◆ **EXERCISE DATA**
────
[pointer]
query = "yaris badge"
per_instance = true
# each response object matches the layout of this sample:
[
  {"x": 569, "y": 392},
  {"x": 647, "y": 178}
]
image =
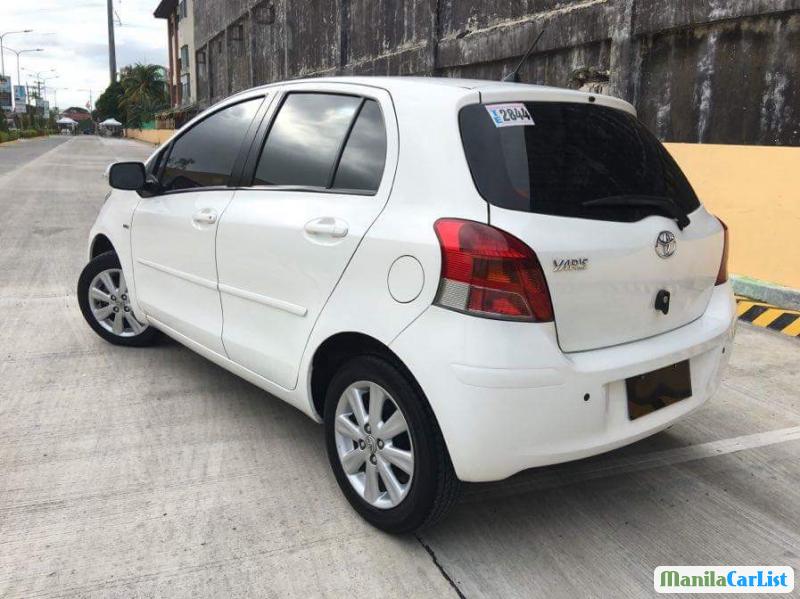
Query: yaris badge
[{"x": 665, "y": 244}]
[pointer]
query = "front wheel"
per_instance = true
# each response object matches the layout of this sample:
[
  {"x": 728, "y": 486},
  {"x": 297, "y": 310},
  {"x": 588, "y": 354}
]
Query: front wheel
[
  {"x": 385, "y": 447},
  {"x": 103, "y": 298}
]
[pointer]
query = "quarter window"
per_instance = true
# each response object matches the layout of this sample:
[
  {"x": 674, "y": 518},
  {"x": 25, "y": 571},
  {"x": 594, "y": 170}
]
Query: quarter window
[
  {"x": 204, "y": 156},
  {"x": 361, "y": 165},
  {"x": 306, "y": 139}
]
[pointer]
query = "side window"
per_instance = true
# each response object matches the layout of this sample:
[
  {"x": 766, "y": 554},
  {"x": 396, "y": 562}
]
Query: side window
[
  {"x": 361, "y": 165},
  {"x": 305, "y": 140},
  {"x": 204, "y": 156}
]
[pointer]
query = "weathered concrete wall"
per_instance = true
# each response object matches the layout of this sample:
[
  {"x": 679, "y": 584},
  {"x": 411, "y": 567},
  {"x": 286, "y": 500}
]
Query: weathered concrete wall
[{"x": 716, "y": 71}]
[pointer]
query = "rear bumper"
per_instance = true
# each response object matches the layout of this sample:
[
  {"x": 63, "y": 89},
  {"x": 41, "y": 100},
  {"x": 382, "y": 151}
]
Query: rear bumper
[{"x": 507, "y": 398}]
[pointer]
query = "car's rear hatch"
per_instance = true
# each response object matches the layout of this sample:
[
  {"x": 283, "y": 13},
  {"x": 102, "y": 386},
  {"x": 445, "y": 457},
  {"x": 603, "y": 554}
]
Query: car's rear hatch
[{"x": 604, "y": 207}]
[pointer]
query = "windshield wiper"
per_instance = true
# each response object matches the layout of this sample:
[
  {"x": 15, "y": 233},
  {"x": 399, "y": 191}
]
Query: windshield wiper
[{"x": 635, "y": 201}]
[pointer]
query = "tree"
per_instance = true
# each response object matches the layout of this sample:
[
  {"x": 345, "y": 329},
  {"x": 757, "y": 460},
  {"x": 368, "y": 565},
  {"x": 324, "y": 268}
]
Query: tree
────
◆ **ASSIGNED TASK**
Everything in the entries except the images must be copied exactly.

◆ **REPLY TO THE TASK**
[pointer]
query = "yaris badge"
per_instance = true
# each response object matches the layout of this sample:
[
  {"x": 569, "y": 392},
  {"x": 647, "y": 178}
]
image =
Query: yaris badge
[{"x": 665, "y": 244}]
[pointer]
query = "front wheel"
per_instance = true
# each response object matches the layout of this sample:
[
  {"x": 728, "y": 486},
  {"x": 297, "y": 310},
  {"x": 588, "y": 354}
]
Query: front wheel
[
  {"x": 385, "y": 447},
  {"x": 103, "y": 298}
]
[pointer]
query = "quarter window"
per_instance = true
# each response object matches the layout of this sample:
[
  {"x": 674, "y": 518},
  {"x": 25, "y": 571},
  {"x": 594, "y": 170}
]
Query: quarter window
[
  {"x": 204, "y": 156},
  {"x": 361, "y": 165},
  {"x": 306, "y": 139}
]
[pointer]
query = "side window"
per_instance = true
# each response object matches the layout of this sample:
[
  {"x": 766, "y": 554},
  {"x": 396, "y": 562}
]
Query: side window
[
  {"x": 361, "y": 165},
  {"x": 305, "y": 140},
  {"x": 204, "y": 156}
]
[pointer]
query = "weathered concrete wall"
per_instance = true
# each response object matches the layout of this sample:
[
  {"x": 679, "y": 584},
  {"x": 411, "y": 567},
  {"x": 286, "y": 500}
]
Query: weathered concrete wall
[{"x": 716, "y": 71}]
[pointer]
query = "rear bumper"
per_instance = true
# each response object matches the layout of this sample:
[
  {"x": 63, "y": 89},
  {"x": 41, "y": 100},
  {"x": 382, "y": 151}
]
Query: rear bumper
[{"x": 507, "y": 398}]
[pointer]
query = "car's rear hatch"
per_instance = true
# each response object matches the layout of this sample:
[
  {"x": 283, "y": 13},
  {"x": 102, "y": 386},
  {"x": 445, "y": 457},
  {"x": 603, "y": 554}
]
Query: car's rear hatch
[{"x": 604, "y": 207}]
[pointer]
query = "windshield wiper"
per_instance = true
# each response object matches the layout of this sample:
[
  {"x": 15, "y": 233},
  {"x": 399, "y": 191}
]
Query: windshield wiper
[{"x": 635, "y": 201}]
[pointer]
query = "tree"
per_instance = true
# each response object matches the layout of this sample:
[
  {"x": 345, "y": 329},
  {"x": 757, "y": 460},
  {"x": 368, "y": 565},
  {"x": 324, "y": 268}
]
Query: tree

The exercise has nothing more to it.